- [Assigned task] With the images removed, write out every line below exactly.

- [Provided material]
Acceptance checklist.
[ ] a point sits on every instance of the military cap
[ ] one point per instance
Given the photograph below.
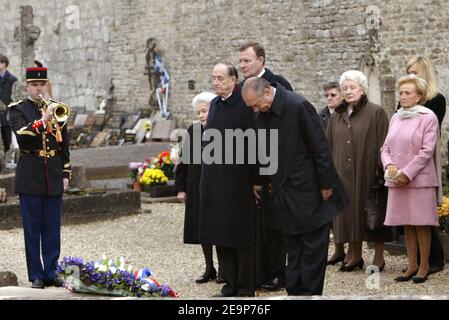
(36, 74)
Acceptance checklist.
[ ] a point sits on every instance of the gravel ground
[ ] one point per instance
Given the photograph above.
(154, 239)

- [Task output]
Acceptance checklist.
[ ] a point sits on every instance of the military cap
[ ] one point per instance
Given the photograph below.
(36, 74)
Acceptance checklist.
[ ] a point sits on every instance of the gravel ground
[ ] one point per instance
Given the photograph above.
(154, 239)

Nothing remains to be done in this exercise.